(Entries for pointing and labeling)

-- BEGIN --

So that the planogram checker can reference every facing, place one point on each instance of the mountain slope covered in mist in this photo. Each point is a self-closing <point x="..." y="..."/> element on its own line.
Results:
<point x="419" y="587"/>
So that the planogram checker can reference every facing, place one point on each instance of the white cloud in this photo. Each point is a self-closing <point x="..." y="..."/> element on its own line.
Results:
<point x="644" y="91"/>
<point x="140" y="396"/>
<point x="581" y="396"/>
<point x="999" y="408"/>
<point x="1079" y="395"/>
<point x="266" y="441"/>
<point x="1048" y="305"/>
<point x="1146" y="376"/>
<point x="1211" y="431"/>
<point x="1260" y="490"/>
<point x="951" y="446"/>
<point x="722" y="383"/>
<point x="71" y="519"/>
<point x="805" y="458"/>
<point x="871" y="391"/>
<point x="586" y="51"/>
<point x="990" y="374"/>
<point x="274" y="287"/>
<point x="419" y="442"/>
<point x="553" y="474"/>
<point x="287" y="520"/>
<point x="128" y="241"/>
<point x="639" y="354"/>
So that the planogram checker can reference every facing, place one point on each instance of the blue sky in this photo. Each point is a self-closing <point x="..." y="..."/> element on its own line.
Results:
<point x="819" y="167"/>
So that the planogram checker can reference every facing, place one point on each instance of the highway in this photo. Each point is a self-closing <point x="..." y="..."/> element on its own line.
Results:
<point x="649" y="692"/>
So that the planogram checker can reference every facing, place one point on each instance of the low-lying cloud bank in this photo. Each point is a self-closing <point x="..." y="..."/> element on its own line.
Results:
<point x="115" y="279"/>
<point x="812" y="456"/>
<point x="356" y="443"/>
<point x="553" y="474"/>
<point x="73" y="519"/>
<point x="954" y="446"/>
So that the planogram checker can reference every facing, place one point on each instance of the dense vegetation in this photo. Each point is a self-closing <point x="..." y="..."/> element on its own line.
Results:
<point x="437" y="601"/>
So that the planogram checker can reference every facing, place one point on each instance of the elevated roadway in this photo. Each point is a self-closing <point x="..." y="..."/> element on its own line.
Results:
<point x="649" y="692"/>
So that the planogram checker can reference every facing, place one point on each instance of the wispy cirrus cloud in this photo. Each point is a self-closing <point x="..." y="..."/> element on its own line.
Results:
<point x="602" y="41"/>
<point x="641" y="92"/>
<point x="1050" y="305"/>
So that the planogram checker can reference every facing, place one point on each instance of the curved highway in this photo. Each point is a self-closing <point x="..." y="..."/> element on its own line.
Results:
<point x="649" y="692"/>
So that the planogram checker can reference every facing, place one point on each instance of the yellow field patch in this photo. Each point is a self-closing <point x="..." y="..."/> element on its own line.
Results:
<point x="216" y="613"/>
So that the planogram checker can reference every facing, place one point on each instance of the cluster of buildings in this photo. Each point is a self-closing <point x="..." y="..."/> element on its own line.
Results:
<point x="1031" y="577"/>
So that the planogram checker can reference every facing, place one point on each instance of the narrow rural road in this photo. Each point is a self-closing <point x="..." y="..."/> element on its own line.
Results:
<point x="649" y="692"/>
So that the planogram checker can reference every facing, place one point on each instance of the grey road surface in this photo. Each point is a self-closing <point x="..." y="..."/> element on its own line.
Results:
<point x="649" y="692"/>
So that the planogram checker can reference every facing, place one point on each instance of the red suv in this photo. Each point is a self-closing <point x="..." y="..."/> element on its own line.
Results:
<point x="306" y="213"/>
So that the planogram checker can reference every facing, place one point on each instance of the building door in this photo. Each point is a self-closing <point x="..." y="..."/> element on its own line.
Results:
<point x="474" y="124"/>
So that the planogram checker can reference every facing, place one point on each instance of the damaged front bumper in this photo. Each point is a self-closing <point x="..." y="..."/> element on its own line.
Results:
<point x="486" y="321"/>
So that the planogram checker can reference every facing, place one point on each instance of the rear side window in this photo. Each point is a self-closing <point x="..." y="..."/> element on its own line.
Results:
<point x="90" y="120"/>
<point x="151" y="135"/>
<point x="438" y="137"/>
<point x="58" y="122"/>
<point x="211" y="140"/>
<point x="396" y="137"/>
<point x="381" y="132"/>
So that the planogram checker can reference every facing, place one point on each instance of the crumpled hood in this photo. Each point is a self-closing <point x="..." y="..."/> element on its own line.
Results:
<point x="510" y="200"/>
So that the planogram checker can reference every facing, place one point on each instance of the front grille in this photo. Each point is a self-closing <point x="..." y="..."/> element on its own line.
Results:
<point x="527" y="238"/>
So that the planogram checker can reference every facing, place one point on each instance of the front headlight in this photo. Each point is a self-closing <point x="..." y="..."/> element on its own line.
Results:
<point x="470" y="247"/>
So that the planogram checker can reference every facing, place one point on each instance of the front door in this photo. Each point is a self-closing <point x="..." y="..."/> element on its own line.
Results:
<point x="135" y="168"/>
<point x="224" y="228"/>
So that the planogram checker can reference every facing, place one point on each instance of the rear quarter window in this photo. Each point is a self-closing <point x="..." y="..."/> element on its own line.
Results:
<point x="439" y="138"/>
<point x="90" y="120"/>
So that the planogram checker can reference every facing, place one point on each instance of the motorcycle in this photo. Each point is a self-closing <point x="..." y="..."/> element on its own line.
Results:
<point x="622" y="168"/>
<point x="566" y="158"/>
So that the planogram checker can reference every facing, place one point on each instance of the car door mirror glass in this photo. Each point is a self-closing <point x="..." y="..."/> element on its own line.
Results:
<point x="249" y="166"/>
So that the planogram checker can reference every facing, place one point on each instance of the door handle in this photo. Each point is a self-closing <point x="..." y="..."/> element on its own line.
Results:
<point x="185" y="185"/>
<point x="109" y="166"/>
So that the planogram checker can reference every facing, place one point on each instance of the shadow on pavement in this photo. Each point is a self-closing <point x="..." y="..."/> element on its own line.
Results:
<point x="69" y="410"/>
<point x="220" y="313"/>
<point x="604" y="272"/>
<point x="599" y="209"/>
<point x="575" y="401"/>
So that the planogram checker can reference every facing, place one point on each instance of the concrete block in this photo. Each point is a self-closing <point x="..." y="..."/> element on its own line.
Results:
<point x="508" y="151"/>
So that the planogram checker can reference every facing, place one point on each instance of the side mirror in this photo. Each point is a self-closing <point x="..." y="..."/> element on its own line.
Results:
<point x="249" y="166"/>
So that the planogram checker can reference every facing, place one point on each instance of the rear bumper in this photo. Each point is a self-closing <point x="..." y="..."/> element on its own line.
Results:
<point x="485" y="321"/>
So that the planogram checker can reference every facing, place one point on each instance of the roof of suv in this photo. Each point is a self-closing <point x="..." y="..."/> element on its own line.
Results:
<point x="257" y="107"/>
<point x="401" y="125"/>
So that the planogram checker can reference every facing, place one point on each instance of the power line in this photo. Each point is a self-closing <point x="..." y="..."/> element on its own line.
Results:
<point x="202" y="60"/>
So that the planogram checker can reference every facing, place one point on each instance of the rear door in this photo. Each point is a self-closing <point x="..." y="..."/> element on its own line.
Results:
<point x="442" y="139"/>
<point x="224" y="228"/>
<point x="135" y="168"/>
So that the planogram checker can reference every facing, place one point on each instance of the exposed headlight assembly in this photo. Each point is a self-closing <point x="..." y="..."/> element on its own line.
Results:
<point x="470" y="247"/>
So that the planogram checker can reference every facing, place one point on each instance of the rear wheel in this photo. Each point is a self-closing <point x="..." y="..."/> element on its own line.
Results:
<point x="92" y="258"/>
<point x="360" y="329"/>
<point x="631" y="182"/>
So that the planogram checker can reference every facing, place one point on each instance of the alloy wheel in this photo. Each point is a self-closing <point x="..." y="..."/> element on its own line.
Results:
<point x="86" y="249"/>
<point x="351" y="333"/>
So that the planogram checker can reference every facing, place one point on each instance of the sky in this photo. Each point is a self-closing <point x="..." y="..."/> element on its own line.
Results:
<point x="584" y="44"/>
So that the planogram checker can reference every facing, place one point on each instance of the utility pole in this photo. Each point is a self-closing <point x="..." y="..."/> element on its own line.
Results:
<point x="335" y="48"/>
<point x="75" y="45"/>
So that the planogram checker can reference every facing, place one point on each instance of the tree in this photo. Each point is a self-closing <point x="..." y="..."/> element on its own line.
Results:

-- END --

(SET EXERCISE)
Turn the data into a numbered list, starting at the line that contains "of the tree" and ending at the end of the data, and leave out any blank lines.

(REPLY TO THE TASK)
1. So that the planogram checker can reference every facing, place one point on each instance of the tree in this photo. Each point is a self-closing <point x="..." y="..."/> element on its own line.
2. Results:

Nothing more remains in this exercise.